- [What to do] Write out every line of the listing below without any change, but leave the pictures out.

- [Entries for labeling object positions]
_ _ _

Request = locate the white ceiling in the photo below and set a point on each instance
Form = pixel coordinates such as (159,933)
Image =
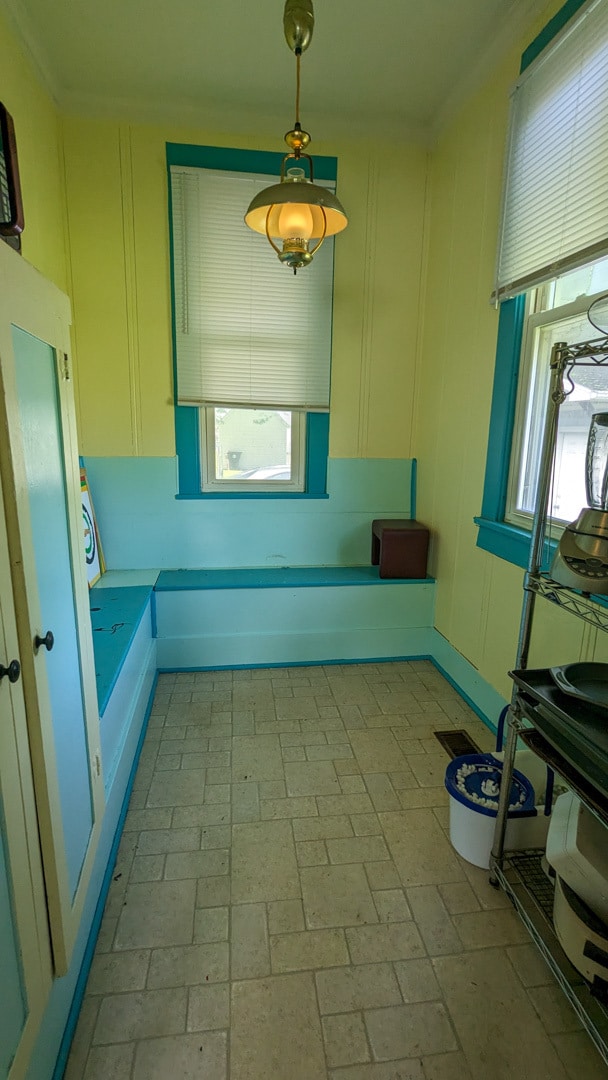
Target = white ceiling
(384,67)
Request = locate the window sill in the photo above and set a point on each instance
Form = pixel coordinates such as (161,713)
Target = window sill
(252,495)
(505,541)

_ _ _

- [Solution to the problem]
Request = locate the white ceiling in the photo below and set a point on each instance
Form = pixel coordinates such as (159,933)
Image =
Target = white ceiling
(384,67)
Request = locate the window sill in the photo above and set a point on each instance
Form = pixel coordinates such as (161,713)
Target = window sill
(252,495)
(505,541)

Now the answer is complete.